Region pointing data:

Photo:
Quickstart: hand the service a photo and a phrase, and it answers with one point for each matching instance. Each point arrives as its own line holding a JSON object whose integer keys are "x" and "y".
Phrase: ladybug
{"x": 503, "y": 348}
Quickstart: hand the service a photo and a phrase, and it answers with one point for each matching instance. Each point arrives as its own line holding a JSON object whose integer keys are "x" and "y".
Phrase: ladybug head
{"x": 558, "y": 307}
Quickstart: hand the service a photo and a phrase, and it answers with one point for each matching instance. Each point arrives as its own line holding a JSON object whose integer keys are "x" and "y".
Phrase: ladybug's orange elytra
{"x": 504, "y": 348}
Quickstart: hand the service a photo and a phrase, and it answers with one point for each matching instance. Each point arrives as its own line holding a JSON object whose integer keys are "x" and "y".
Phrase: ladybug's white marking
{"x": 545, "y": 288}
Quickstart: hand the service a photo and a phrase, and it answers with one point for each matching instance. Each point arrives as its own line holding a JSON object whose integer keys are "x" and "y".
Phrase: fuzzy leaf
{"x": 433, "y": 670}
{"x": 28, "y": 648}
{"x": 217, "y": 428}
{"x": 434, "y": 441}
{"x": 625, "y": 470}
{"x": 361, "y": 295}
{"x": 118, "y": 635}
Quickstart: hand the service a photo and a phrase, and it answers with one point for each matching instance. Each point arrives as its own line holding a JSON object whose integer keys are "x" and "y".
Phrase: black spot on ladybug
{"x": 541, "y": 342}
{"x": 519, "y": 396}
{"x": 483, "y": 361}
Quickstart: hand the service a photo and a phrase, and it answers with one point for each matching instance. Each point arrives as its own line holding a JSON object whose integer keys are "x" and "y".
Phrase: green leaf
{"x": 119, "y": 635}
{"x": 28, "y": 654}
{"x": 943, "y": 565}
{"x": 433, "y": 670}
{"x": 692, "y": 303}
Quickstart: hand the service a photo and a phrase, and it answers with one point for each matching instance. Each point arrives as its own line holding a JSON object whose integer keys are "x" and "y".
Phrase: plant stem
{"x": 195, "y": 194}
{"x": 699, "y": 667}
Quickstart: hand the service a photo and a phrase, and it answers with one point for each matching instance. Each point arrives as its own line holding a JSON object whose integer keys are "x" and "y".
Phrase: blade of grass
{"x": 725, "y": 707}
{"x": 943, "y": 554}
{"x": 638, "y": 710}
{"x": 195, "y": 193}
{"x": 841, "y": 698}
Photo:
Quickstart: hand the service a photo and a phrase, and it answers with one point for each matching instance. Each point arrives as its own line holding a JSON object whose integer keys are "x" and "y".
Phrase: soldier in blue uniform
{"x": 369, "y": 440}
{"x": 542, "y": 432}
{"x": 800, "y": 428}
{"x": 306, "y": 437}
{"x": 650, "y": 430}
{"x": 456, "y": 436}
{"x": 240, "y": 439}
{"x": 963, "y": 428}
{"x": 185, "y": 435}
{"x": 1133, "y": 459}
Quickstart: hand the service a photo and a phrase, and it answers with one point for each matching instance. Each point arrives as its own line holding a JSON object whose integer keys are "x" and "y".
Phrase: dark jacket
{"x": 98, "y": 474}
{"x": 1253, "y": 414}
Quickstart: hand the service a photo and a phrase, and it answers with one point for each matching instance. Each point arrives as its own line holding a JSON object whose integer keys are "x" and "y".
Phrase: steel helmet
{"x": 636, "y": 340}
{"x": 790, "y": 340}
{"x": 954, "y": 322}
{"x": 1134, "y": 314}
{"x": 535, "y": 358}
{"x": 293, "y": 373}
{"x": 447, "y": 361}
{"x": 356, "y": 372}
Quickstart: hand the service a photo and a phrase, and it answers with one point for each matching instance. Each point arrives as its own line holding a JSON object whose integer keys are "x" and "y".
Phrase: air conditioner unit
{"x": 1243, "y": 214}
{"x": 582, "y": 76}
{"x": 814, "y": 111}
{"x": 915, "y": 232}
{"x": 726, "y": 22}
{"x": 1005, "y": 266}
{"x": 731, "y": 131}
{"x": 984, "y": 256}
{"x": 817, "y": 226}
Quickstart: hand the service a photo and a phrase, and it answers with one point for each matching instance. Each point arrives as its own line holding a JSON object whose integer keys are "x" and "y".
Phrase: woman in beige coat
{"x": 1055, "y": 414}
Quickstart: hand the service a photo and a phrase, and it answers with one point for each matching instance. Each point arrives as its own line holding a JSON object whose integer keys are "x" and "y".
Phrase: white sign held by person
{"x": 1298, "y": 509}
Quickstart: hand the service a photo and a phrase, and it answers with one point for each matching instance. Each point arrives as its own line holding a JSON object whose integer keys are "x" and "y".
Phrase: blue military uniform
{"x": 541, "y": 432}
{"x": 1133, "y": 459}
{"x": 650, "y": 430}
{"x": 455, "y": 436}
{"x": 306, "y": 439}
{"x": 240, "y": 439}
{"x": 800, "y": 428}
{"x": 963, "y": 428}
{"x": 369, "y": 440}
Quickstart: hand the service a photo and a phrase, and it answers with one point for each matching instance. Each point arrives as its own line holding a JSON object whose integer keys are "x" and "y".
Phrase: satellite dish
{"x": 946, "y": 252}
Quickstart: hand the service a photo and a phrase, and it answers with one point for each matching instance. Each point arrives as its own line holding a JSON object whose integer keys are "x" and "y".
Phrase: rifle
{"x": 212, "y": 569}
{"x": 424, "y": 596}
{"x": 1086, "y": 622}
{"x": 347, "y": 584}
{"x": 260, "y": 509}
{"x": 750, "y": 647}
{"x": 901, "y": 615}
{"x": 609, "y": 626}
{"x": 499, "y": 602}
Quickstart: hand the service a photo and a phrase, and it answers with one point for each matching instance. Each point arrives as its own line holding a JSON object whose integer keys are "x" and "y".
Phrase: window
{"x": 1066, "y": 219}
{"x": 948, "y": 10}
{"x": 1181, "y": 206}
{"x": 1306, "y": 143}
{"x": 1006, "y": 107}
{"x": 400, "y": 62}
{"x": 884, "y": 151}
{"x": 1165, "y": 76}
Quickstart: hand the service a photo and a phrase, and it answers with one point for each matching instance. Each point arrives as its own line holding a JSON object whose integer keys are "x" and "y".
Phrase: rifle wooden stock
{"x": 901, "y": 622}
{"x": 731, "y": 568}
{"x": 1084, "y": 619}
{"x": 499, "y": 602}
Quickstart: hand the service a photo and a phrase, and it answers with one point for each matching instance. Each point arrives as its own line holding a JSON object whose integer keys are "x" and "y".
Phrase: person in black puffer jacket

• Directions for this task:
Keep every word intact and transcribe the records in full.

• Solution:
Photo:
Quickstart: hand the service a photo and a phrase, and it answers with one point for each matching instance. Each point arrives as its own line holding a JSON object whose integer keys are "x" and "y".
Phrase: ladybug
{"x": 503, "y": 348}
Quickstart: hand the service a photo and a phrase, and it answers with one point for each matching instance. Each point arrives as its own line holding a JSON object whose integer keys are "x" and "y".
Phrase: ladybug head
{"x": 558, "y": 307}
Quickstart: hand the service a photo and a phrase, and it answers with one point for each matching instance. Each point arrives as its own line holding a JSON object whose integer keys are "x" and "y".
Phrase: ladybug's orange elytra
{"x": 504, "y": 348}
Quickstart: hand the service a photo and a phrase, and it answers with one point for each matching instance. Each point arrives as its own line holding a JSON object whose integer keys are "x" and "y".
Phrase: ladybug's white marking
{"x": 545, "y": 288}
Quickstart: hand the service a photo and a phrase, and it answers with one point for each matching instance. Each point arrives as its own line holding a JSON object whose integer keys are "x" and "y".
Phrase: fuzzy leaf
{"x": 433, "y": 670}
{"x": 28, "y": 648}
{"x": 217, "y": 428}
{"x": 434, "y": 441}
{"x": 625, "y": 470}
{"x": 361, "y": 295}
{"x": 118, "y": 635}
Quickstart: hand the service a photo and a phrase, and it answers with one point for each matching instance. Each point arrives as its own line holding a JSON object whose integer keys are "x" and "y".
Phrase: black spot on ladybug
{"x": 541, "y": 342}
{"x": 519, "y": 396}
{"x": 483, "y": 361}
Quickstart: hand the service a photo and a phrase, and it answers with one point for each matching instance. Each point arrives as its own line holding a JSON object whose integer keys are "x" and "y".
Phrase: green leaf
{"x": 119, "y": 635}
{"x": 28, "y": 654}
{"x": 943, "y": 565}
{"x": 433, "y": 670}
{"x": 692, "y": 303}
Quickstart: hand the service a photo and a phrase, and it answers with one point for each matching instance. Each point arrives as its own line holding a JSON object whose integer keys are "x" and "y".
Phrase: plant stem
{"x": 195, "y": 194}
{"x": 699, "y": 667}
Quickstart: hand the service a photo and a phrase, and it answers with one point for each matching instance. Each point arrives as its own line holding a JSON object whose integer keys are "x" and "y".
Phrase: blade of grass
{"x": 725, "y": 707}
{"x": 943, "y": 554}
{"x": 638, "y": 710}
{"x": 195, "y": 193}
{"x": 841, "y": 698}
Photo:
Quickstart: hand the service a photo and a phrase, and it answers with one point for each matching instance. Each point arrives as its own line holding a JSON object whose integer keys are "x" and "y".
Phrase: soldier in blue uniform
{"x": 369, "y": 440}
{"x": 542, "y": 432}
{"x": 800, "y": 428}
{"x": 306, "y": 437}
{"x": 650, "y": 430}
{"x": 456, "y": 436}
{"x": 240, "y": 439}
{"x": 963, "y": 428}
{"x": 185, "y": 435}
{"x": 1133, "y": 459}
Quickstart: hand the service a photo and a phrase, and it answers with one point for each matching instance. Each point arrives as its own line holding a JSON object whose integer keys are "x" and "y".
Phrase: dark jacket
{"x": 98, "y": 474}
{"x": 1253, "y": 414}
Quickstart: hand the service a photo and a phrase, and it answers with one point for each matching instance. Each point arrives as its own line holding a JSON object whose integer keys are "x" and "y".
Phrase: steel helmet
{"x": 636, "y": 340}
{"x": 790, "y": 340}
{"x": 954, "y": 322}
{"x": 1134, "y": 314}
{"x": 535, "y": 358}
{"x": 293, "y": 373}
{"x": 447, "y": 361}
{"x": 356, "y": 372}
Quickstart: hand the service a photo and a phrase, and it answers with one point for each matching instance. Each point arrives as its own line holding a JSON object whose integer keys are "x" and "y".
Phrase: air conditioner unit
{"x": 1243, "y": 214}
{"x": 582, "y": 76}
{"x": 814, "y": 111}
{"x": 915, "y": 232}
{"x": 726, "y": 22}
{"x": 1005, "y": 266}
{"x": 731, "y": 131}
{"x": 984, "y": 256}
{"x": 817, "y": 226}
Quickstart: hand the service a photo and a phrase, and it answers with one point for each matching instance. Each point arrives as its own line holding a JSON object whose integer keys are "x" and "y".
Phrase: woman in beige coat
{"x": 1055, "y": 414}
Quickstart: hand the service a photo and a phrase, and it answers with one point for each matching instance. Each point arrives as its own line holding a JSON object whose integer keys are "x" and "y".
Phrase: white sign held by person
{"x": 1298, "y": 509}
Quickstart: hand the service a photo and a phrase, and it answers with one point for each matching instance. Each point arrives as its own line holding a JSON object whose integer keys are "x" and "y".
Phrase: blue military uniform
{"x": 541, "y": 432}
{"x": 1133, "y": 459}
{"x": 650, "y": 430}
{"x": 455, "y": 436}
{"x": 306, "y": 439}
{"x": 240, "y": 439}
{"x": 800, "y": 428}
{"x": 963, "y": 428}
{"x": 369, "y": 440}
Quickstart: hand the service a photo and a phrase, and it answers with one point for each matching instance. Each point arrives as its own line holding a JSON object whose integer keys are "x" and "y".
Phrase: satellite dish
{"x": 946, "y": 252}
Quickstart: hand the service a photo and a phrase, and it answers with one point for each matching instance. Each point arrives as its own line holding a JSON object whose integer keys are "x" and "y".
Phrase: rifle
{"x": 212, "y": 569}
{"x": 424, "y": 596}
{"x": 1086, "y": 622}
{"x": 347, "y": 584}
{"x": 260, "y": 509}
{"x": 750, "y": 647}
{"x": 901, "y": 615}
{"x": 609, "y": 626}
{"x": 499, "y": 602}
Quickstart: hand the service a photo and a phrase, and it answers with one point for each matching instance. Each point arrives as its own line holding a JSON object whose integer keys are "x" and "y".
Phrase: window
{"x": 1066, "y": 219}
{"x": 948, "y": 10}
{"x": 1181, "y": 206}
{"x": 1306, "y": 143}
{"x": 1006, "y": 107}
{"x": 400, "y": 62}
{"x": 884, "y": 151}
{"x": 1165, "y": 76}
Quickstart: hand the service a photo and a phrase, and it answers with one point for each matching instance. Each point arrives as its own line holding a JSON object whose integer keys are "x" and "y".
Phrase: rifle wooden stock
{"x": 901, "y": 622}
{"x": 731, "y": 568}
{"x": 1084, "y": 619}
{"x": 499, "y": 602}
Quickstart: hand the service a photo and a phrase, and it answers with one point for each matching instance. Each point arrives as its own line holding a JSON object whose integer keys are "x" and "y".
Phrase: person in black puffer jacket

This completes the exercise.